_ABOUT THIS TASK_
What do the entries below say? Restate them word for word.

══ DATASET EXCERPTS ══

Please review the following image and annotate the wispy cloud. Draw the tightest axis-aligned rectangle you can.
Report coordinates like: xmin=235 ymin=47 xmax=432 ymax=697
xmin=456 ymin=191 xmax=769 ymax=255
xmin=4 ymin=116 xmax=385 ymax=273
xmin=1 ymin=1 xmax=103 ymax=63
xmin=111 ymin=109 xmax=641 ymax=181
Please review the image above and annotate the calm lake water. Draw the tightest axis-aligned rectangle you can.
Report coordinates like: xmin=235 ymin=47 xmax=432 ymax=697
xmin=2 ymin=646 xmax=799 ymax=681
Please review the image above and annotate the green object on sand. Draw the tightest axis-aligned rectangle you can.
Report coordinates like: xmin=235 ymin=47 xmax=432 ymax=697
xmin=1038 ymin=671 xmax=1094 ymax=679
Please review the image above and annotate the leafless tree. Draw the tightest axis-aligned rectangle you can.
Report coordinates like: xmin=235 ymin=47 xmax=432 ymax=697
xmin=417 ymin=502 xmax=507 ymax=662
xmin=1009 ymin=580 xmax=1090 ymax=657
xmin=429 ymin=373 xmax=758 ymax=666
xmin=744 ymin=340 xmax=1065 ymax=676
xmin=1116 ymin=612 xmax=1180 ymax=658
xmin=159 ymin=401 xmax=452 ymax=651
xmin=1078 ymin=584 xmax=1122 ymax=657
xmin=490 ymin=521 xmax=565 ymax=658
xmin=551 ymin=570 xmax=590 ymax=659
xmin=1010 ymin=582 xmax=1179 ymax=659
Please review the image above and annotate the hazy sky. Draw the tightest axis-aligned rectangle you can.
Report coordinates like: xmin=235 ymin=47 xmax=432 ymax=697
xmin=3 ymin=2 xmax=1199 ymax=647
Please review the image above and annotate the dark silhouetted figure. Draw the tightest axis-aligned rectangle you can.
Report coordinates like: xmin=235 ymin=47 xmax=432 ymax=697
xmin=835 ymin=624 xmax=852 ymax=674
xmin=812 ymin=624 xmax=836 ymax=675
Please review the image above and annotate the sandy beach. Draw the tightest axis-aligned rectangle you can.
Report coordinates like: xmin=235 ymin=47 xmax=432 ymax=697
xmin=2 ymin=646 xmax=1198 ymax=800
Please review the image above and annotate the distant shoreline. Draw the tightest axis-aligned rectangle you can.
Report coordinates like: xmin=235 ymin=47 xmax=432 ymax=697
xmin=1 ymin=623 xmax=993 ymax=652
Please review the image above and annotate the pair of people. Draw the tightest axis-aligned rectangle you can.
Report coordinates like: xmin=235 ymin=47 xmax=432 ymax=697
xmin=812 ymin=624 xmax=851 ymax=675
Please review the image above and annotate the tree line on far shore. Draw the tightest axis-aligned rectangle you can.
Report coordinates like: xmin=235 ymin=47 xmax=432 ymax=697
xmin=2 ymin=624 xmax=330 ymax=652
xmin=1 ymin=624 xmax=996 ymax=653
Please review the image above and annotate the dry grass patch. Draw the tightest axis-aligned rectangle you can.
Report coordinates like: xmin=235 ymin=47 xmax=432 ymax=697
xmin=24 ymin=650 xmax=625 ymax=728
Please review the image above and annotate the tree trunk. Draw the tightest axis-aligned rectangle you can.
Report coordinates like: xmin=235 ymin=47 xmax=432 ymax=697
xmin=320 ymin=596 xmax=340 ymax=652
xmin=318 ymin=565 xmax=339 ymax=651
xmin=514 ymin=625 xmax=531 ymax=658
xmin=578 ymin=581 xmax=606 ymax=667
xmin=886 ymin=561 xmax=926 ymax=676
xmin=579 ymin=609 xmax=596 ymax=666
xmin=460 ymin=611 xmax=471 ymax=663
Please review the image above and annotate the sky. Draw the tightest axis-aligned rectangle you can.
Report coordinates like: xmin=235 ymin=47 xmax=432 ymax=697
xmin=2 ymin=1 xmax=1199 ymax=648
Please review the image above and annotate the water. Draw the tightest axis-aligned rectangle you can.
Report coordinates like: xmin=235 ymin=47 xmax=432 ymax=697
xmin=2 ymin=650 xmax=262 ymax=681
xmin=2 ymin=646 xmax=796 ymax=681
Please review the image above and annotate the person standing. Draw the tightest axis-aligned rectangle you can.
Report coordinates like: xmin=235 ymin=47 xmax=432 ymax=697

═══

_ANSWER BOX_
Please review the following image and annotate the wispy cloud. Draw the tightest axis-aligned rectangle you can.
Report coordinates like: xmin=235 ymin=47 xmax=432 ymax=697
xmin=456 ymin=191 xmax=769 ymax=255
xmin=4 ymin=116 xmax=385 ymax=273
xmin=1 ymin=1 xmax=103 ymax=63
xmin=111 ymin=109 xmax=641 ymax=181
Please review the image above and annotate the calm lake water. Draw the tightest axis-aligned rectangle you can.
Report coordinates like: xmin=235 ymin=47 xmax=432 ymax=697
xmin=2 ymin=646 xmax=799 ymax=681
Please review the image above and annotate the green object on sand. Draw the tightest axis-aligned rectangle you can.
Report coordinates like: xmin=235 ymin=47 xmax=432 ymax=697
xmin=1038 ymin=671 xmax=1094 ymax=679
Please review the image above and annotate the leafless tree. Draw the tightest axis-aligned rectangle you can.
Report coordinates like: xmin=235 ymin=47 xmax=432 ymax=697
xmin=417 ymin=502 xmax=507 ymax=662
xmin=1009 ymin=580 xmax=1090 ymax=657
xmin=429 ymin=373 xmax=758 ymax=666
xmin=744 ymin=340 xmax=1065 ymax=676
xmin=1116 ymin=612 xmax=1180 ymax=658
xmin=159 ymin=401 xmax=452 ymax=651
xmin=1078 ymin=584 xmax=1122 ymax=657
xmin=490 ymin=521 xmax=565 ymax=658
xmin=551 ymin=570 xmax=590 ymax=659
xmin=1010 ymin=582 xmax=1179 ymax=659
Please review the image above and annotate the hazy sky. Draw the tightest axis-aligned rectangle you can.
Report coordinates like: xmin=235 ymin=47 xmax=432 ymax=697
xmin=3 ymin=2 xmax=1199 ymax=647
Please review the image above and annotate the dark silhouetted figure. Draw the tightest axis-aligned rectangle you can.
Report coordinates like: xmin=235 ymin=47 xmax=432 ymax=697
xmin=835 ymin=624 xmax=852 ymax=674
xmin=812 ymin=624 xmax=836 ymax=675
Please review the image above and annotate the sandy beach. Draw the tightest axis-aligned rectangle you can.
Report coordinates like: xmin=235 ymin=47 xmax=432 ymax=697
xmin=2 ymin=646 xmax=1198 ymax=800
Please review the image above and annotate the distant shoreline. Draw the tightest axis-aligned rectangle you can.
Report coordinates like: xmin=235 ymin=47 xmax=432 ymax=697
xmin=1 ymin=623 xmax=993 ymax=652
Please review the image above and annotate the pair of people. Draw the tightest axis-aligned rectangle you can.
Report coordinates like: xmin=235 ymin=47 xmax=432 ymax=697
xmin=812 ymin=624 xmax=851 ymax=675
Please review the image above and annotate the tree line on far shore. Draw the tightest axis-aligned rectangle you can.
Report coordinates like: xmin=235 ymin=47 xmax=432 ymax=697
xmin=2 ymin=624 xmax=330 ymax=652
xmin=1 ymin=624 xmax=996 ymax=653
Please review the image above and annotate the dry grass patch. Draw the tightest axis-aligned rectangle you can.
Report coordinates like: xmin=235 ymin=47 xmax=432 ymax=697
xmin=24 ymin=650 xmax=625 ymax=728
Please review the image above and annotate the tree trunk. Draw the tightest axis-aligned rectangle you can.
Report coordinates like: xmin=235 ymin=47 xmax=432 ymax=697
xmin=320 ymin=596 xmax=340 ymax=652
xmin=318 ymin=565 xmax=339 ymax=651
xmin=514 ymin=625 xmax=531 ymax=658
xmin=578 ymin=581 xmax=606 ymax=667
xmin=886 ymin=561 xmax=926 ymax=676
xmin=579 ymin=609 xmax=596 ymax=666
xmin=460 ymin=611 xmax=471 ymax=663
Please review the image above and annotate the sky. Draw the tightest axis-aligned rectangle you can.
Report coordinates like: xmin=235 ymin=47 xmax=432 ymax=697
xmin=2 ymin=1 xmax=1199 ymax=648
Please review the image above and annotate the water. Draw the tightest axis-aligned rectangle you can.
Report coordinates like: xmin=235 ymin=47 xmax=432 ymax=697
xmin=2 ymin=650 xmax=262 ymax=681
xmin=2 ymin=646 xmax=796 ymax=681
Please review the image above and annotate the person standing. Draw the tightest axis-aligned rectangle you can.
Report coordinates like: xmin=235 ymin=47 xmax=432 ymax=697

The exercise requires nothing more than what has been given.